Fragmenten uit een dataset voor puntlabeling:
--

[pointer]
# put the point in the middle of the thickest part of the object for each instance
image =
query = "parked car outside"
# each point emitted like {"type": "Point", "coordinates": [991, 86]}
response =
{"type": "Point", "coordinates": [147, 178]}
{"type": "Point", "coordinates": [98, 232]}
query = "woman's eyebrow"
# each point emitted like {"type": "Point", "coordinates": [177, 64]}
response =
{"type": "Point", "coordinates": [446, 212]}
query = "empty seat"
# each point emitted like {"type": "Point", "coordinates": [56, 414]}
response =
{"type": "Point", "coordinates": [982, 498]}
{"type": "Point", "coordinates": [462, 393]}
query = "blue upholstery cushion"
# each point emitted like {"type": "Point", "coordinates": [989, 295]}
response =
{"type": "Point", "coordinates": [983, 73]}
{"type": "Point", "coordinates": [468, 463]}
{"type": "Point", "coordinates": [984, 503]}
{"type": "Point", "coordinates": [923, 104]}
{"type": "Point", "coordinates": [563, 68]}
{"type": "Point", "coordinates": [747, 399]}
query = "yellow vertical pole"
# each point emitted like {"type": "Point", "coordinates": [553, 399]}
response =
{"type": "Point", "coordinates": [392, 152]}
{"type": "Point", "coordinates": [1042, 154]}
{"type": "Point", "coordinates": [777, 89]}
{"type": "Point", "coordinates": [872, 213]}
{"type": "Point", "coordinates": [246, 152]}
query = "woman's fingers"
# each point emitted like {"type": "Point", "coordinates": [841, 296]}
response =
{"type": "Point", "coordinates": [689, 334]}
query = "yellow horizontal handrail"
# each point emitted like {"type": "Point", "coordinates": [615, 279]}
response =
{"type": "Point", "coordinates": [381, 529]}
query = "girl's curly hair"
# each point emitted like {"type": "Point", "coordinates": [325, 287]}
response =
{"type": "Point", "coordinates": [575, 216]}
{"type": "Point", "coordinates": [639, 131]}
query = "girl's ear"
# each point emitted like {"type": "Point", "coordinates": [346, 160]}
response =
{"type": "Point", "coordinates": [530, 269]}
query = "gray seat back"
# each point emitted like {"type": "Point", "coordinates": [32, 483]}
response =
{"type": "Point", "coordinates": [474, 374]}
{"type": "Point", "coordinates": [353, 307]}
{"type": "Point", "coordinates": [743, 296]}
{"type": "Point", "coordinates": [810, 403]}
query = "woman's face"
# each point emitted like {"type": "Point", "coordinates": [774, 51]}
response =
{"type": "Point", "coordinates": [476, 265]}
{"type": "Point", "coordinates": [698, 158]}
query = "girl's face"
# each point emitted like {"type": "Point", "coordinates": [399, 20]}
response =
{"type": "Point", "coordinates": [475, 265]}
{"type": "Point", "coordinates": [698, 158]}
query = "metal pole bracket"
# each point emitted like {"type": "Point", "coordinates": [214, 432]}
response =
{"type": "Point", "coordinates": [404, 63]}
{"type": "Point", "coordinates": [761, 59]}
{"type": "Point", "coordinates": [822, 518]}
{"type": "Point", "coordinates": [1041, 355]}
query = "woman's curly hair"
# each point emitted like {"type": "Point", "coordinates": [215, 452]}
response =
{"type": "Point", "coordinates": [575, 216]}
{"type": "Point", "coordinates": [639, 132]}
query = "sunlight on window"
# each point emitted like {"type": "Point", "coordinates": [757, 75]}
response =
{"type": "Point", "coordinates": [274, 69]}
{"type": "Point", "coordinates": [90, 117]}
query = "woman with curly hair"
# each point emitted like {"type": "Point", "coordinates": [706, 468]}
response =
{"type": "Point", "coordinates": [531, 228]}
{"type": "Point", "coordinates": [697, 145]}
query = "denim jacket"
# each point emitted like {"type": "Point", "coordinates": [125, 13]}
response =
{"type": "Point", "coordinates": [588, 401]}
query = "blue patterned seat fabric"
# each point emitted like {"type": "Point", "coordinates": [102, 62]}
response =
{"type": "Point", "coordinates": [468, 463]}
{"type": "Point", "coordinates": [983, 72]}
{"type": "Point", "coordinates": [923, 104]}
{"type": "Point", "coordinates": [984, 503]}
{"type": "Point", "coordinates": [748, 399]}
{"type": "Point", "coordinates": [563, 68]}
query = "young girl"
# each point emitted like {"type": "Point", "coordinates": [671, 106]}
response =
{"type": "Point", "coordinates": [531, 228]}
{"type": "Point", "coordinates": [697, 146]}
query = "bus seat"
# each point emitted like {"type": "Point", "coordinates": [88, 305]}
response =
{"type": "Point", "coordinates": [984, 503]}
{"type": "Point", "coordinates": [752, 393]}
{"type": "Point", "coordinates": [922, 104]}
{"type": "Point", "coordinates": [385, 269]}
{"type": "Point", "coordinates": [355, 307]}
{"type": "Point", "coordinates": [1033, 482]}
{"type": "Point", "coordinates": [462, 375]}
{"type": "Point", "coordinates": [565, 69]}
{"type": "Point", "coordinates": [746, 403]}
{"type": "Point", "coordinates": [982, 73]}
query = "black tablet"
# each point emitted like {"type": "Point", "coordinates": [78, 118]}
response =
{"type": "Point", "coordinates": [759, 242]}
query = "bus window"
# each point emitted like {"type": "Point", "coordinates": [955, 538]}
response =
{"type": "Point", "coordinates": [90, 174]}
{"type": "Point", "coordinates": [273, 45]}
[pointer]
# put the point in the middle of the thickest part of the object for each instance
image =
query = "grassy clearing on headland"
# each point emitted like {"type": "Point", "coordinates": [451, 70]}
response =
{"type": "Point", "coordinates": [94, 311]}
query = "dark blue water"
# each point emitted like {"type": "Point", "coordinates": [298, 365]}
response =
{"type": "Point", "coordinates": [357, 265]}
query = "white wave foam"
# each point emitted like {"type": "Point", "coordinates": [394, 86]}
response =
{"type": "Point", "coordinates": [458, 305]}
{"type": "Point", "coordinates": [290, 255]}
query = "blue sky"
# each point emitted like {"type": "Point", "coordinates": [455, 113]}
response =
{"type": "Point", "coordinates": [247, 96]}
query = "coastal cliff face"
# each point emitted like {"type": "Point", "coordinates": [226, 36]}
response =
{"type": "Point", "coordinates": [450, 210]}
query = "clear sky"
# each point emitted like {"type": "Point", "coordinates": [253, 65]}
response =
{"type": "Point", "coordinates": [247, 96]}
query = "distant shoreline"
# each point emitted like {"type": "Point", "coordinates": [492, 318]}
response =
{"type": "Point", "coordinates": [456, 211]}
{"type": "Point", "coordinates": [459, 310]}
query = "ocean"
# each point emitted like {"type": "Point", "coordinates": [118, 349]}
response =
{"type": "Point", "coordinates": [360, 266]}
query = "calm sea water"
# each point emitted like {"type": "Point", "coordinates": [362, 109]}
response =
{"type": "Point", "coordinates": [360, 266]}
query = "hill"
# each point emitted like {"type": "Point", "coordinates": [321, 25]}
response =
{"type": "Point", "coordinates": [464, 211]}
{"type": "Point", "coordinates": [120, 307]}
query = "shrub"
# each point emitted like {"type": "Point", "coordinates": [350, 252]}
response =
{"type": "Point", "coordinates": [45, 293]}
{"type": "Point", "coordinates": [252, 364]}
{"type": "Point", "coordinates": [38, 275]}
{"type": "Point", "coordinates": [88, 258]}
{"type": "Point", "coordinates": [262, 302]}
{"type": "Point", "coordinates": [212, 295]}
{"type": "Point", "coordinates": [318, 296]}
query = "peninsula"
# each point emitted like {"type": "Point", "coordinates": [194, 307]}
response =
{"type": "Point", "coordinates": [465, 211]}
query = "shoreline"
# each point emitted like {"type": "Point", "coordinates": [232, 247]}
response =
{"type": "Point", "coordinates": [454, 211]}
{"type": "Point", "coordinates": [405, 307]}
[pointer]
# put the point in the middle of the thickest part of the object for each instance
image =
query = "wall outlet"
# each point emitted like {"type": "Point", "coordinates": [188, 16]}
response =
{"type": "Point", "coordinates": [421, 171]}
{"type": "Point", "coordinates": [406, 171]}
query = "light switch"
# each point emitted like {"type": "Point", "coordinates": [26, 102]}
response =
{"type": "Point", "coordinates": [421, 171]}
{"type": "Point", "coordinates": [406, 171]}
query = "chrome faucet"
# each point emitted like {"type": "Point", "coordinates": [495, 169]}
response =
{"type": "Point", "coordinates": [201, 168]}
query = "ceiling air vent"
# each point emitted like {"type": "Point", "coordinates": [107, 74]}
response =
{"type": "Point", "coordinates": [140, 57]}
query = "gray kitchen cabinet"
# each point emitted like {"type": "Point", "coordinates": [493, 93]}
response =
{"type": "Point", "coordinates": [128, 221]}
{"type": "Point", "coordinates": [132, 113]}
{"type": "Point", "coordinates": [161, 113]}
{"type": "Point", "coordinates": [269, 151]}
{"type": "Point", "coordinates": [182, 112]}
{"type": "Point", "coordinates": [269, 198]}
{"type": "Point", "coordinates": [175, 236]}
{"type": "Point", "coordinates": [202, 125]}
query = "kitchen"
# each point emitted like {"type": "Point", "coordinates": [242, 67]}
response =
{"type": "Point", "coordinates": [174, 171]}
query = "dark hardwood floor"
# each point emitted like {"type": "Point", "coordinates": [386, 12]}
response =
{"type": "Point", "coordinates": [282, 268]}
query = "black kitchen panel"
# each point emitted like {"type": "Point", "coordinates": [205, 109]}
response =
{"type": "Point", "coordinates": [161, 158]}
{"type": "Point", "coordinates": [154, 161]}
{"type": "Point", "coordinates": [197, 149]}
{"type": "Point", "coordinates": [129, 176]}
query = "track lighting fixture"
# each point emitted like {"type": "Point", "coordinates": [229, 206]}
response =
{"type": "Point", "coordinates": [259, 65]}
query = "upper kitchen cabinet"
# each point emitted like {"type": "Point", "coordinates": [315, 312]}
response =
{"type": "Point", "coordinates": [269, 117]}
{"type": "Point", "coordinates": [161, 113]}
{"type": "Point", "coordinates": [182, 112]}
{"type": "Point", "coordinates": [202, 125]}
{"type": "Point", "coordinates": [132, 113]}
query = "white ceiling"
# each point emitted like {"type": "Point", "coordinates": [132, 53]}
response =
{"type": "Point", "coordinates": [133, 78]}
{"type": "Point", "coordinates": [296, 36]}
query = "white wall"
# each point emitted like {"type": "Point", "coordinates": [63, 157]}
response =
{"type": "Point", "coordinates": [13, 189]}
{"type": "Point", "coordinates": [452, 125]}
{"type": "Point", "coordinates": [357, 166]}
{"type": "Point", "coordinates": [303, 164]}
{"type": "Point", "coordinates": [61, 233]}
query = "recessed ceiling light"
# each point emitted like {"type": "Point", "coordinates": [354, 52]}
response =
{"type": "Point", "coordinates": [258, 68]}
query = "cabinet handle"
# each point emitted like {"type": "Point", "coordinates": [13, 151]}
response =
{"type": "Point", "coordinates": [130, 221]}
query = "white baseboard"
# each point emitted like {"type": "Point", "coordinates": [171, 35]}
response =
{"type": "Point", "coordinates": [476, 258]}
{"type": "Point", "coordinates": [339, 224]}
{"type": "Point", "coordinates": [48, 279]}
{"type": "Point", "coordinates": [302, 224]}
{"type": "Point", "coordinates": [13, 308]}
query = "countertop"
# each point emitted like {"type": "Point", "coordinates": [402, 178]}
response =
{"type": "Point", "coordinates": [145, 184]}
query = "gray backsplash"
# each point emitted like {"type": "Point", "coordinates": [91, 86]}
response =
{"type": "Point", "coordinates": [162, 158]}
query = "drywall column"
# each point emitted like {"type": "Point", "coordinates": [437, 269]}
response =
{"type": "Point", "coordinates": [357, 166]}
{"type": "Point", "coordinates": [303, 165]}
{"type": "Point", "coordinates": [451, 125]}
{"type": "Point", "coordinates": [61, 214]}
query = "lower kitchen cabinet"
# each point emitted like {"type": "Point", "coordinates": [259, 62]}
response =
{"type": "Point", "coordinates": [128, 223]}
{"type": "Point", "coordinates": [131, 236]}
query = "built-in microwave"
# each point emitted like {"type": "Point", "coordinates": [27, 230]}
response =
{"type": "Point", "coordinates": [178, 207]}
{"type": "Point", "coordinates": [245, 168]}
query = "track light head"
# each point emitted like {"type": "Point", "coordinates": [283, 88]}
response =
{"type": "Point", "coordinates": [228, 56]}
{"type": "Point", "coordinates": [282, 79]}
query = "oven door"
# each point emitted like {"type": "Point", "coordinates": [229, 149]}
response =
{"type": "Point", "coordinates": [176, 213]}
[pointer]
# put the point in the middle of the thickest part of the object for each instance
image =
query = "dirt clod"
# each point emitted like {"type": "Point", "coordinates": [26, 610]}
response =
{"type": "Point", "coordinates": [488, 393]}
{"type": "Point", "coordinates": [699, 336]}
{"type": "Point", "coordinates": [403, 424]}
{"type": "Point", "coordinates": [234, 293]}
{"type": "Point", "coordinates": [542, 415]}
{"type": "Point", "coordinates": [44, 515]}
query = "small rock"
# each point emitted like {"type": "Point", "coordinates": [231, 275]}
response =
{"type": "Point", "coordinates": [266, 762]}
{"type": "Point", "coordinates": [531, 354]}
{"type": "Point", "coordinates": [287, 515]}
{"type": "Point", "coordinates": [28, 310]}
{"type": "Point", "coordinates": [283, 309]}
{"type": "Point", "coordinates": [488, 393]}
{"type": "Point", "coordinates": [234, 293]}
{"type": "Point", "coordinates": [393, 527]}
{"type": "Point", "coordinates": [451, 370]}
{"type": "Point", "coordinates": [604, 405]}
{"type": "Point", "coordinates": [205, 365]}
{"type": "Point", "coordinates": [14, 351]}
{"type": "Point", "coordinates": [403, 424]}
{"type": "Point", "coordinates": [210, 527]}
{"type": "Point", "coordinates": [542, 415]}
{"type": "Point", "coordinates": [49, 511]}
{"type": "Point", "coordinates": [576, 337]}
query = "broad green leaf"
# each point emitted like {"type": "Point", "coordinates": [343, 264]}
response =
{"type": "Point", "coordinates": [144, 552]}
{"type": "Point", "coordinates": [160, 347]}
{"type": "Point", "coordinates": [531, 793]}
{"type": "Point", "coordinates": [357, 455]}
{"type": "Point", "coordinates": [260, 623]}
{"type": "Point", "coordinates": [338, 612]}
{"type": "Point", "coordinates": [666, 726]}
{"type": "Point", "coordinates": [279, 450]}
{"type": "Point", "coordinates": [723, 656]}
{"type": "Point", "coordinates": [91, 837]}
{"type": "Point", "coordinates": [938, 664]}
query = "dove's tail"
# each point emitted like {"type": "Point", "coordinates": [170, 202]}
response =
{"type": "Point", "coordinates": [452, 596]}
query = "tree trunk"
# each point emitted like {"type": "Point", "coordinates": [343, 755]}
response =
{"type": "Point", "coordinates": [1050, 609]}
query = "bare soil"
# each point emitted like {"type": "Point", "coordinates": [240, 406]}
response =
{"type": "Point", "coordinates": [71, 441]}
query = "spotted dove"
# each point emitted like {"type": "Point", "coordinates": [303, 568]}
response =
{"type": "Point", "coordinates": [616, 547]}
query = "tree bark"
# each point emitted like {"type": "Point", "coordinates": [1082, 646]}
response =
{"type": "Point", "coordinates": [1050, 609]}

--

- AANWIJZINGEN BIJ OPDRACHT -
Tel in de items hierboven de regels waarin de tekenreeks "black" voorkomt, waarbij hoofdletters en kleine letters verschillend gelden. Geef alleen het aantal.

- UITWERKING -
2